> **Task data**
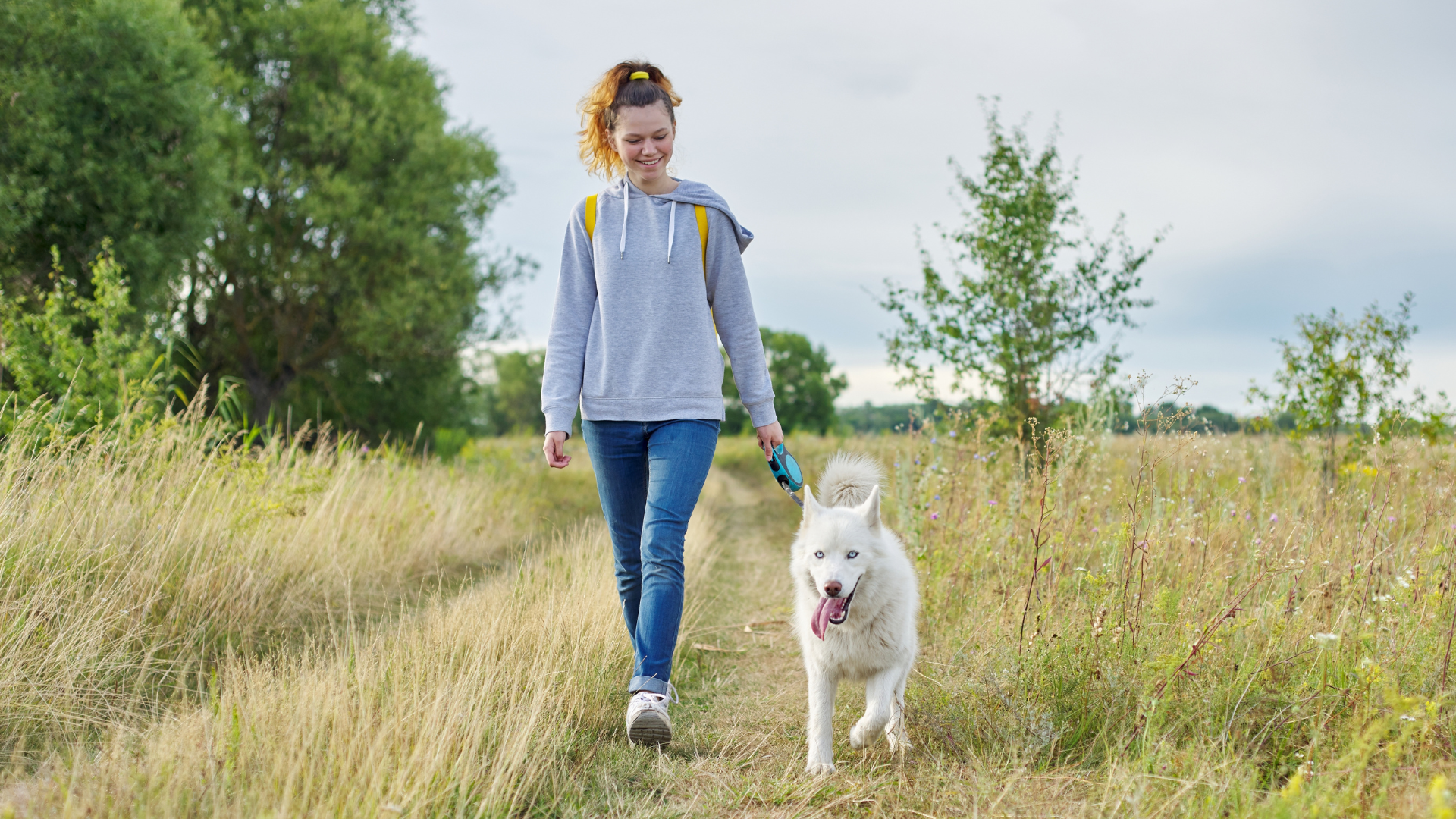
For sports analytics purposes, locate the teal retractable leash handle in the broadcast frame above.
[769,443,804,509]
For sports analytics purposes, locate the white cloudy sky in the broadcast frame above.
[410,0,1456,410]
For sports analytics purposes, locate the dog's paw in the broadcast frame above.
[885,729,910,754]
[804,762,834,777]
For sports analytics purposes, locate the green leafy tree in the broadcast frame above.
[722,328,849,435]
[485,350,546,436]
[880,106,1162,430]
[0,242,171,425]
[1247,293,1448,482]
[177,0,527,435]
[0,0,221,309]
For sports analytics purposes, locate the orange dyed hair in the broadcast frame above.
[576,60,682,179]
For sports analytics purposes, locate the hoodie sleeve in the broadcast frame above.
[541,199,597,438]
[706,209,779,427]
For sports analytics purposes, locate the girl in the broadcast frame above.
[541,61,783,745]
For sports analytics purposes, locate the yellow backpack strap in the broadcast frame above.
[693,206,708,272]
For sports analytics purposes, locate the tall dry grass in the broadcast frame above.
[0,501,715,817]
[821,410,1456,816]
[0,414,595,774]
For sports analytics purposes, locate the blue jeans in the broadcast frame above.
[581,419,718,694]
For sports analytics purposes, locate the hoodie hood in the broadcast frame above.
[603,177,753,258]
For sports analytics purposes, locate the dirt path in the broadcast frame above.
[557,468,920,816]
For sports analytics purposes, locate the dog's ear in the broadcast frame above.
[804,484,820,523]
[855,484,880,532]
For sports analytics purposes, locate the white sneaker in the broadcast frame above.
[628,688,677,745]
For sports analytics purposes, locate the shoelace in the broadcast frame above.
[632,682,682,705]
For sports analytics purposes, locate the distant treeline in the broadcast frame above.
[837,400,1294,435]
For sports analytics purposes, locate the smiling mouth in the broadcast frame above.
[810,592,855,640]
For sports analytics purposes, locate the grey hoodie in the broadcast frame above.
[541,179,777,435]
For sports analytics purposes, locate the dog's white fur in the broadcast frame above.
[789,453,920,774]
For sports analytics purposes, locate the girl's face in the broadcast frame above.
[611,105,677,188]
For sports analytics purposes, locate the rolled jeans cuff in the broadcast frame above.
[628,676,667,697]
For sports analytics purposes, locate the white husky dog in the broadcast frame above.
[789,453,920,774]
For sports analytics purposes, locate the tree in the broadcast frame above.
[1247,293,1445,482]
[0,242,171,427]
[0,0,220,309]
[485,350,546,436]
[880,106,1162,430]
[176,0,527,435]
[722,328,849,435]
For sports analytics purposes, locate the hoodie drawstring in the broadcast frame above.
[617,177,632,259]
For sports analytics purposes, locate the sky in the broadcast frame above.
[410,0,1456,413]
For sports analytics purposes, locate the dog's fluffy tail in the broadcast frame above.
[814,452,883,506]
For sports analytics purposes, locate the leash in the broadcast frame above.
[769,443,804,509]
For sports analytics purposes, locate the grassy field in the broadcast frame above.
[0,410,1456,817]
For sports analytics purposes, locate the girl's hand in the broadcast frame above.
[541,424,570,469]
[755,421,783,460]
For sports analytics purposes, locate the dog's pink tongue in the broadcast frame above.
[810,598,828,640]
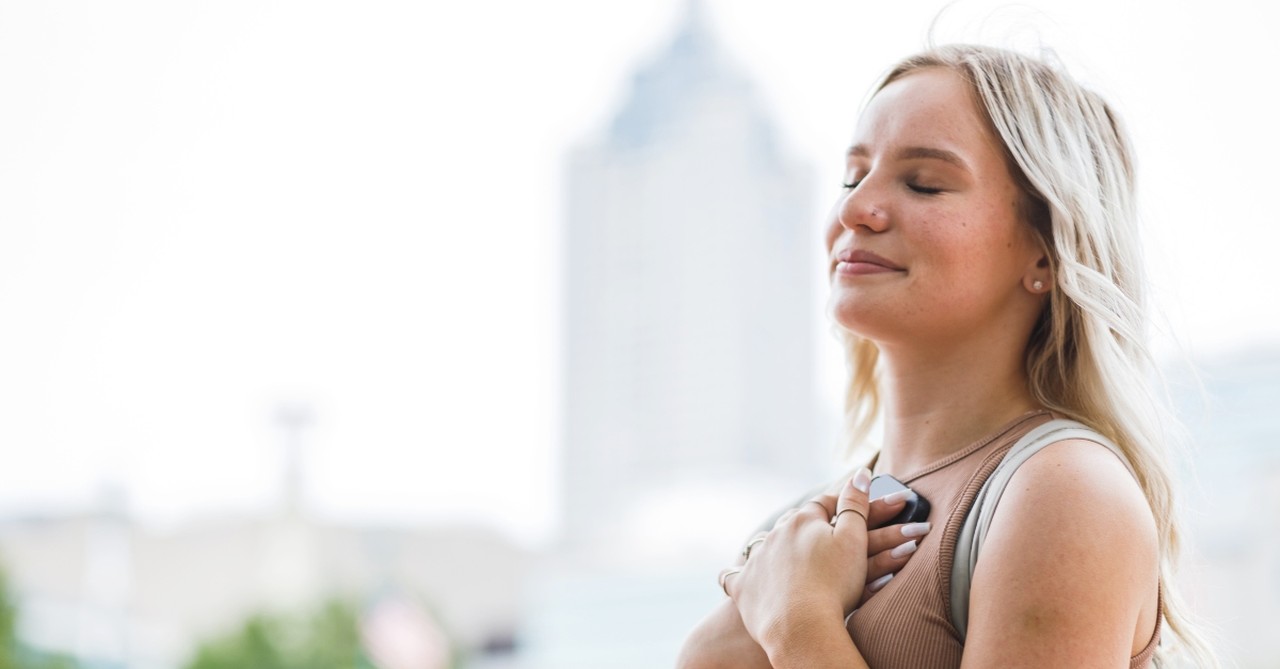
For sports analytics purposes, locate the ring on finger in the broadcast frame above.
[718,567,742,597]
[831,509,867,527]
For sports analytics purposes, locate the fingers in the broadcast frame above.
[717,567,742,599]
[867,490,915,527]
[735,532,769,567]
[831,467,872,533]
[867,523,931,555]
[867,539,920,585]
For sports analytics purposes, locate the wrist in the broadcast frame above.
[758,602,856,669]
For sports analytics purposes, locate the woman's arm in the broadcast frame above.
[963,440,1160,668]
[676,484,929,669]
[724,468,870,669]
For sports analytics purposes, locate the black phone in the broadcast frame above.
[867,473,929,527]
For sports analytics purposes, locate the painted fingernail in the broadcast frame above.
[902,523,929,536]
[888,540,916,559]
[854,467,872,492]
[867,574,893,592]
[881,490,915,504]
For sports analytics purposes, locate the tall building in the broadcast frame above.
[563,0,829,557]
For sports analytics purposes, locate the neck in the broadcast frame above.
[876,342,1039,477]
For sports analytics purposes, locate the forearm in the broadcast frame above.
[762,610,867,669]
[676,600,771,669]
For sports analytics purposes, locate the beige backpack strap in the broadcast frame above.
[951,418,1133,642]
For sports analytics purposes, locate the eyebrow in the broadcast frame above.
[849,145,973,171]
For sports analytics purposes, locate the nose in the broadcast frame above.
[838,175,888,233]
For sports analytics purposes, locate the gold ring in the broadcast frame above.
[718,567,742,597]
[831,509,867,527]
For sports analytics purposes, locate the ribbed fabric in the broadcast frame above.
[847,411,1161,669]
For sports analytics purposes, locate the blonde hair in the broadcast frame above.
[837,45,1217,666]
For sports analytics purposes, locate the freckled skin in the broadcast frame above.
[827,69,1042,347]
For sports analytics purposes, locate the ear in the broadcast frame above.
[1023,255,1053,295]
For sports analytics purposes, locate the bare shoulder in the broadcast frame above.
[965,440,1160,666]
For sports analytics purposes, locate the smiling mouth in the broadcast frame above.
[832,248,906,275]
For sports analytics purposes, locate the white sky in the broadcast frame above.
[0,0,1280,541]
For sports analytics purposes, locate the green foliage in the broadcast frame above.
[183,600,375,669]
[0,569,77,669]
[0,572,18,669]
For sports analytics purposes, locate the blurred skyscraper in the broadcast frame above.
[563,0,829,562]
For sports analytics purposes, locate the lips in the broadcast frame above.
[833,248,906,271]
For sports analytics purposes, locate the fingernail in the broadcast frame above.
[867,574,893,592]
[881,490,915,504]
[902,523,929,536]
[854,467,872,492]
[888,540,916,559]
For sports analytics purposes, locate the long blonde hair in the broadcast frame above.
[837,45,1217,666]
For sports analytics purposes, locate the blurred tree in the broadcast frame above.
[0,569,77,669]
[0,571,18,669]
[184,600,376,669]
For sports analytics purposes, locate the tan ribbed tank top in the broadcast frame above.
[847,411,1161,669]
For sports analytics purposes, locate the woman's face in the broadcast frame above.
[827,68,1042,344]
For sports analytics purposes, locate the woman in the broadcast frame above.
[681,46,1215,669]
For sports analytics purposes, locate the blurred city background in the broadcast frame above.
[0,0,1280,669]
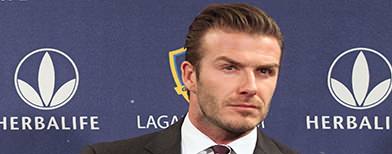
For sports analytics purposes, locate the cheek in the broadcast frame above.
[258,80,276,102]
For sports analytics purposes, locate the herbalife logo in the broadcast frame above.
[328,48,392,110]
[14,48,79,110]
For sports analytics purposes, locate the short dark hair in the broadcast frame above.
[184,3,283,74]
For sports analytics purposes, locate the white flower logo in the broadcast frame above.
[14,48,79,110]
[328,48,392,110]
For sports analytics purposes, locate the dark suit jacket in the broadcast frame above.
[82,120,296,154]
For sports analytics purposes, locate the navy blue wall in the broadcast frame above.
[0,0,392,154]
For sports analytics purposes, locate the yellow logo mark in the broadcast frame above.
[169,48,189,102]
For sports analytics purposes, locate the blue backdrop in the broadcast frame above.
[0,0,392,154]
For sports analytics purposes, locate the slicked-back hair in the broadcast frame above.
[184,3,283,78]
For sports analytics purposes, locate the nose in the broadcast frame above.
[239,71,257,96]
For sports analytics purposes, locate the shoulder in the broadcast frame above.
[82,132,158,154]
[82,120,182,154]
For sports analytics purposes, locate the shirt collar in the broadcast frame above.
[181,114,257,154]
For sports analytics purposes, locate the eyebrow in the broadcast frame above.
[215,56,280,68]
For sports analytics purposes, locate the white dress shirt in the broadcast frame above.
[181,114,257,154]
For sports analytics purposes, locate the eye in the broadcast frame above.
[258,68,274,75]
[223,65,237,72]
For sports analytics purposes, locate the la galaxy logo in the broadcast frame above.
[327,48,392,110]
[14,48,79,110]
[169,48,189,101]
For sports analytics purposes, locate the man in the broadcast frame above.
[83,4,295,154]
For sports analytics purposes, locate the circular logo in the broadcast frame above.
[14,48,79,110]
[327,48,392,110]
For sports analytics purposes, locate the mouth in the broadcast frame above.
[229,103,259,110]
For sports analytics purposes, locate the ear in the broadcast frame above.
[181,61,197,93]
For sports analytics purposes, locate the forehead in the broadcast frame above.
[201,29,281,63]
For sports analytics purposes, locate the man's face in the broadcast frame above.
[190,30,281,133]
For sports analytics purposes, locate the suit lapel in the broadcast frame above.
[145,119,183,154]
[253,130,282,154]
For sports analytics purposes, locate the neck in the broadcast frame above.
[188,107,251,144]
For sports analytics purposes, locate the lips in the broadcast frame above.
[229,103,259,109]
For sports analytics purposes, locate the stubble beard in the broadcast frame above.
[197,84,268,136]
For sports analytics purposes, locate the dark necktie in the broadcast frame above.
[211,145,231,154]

> **Work required**
Copy every line of the entries above that contains the string "shirt".

> **Correct answer**
For sports analytics purposes, locate the shirt collar in the broadcast frame above.
For sports analytics purposes, locate the white dress shirt in the broadcast frame above.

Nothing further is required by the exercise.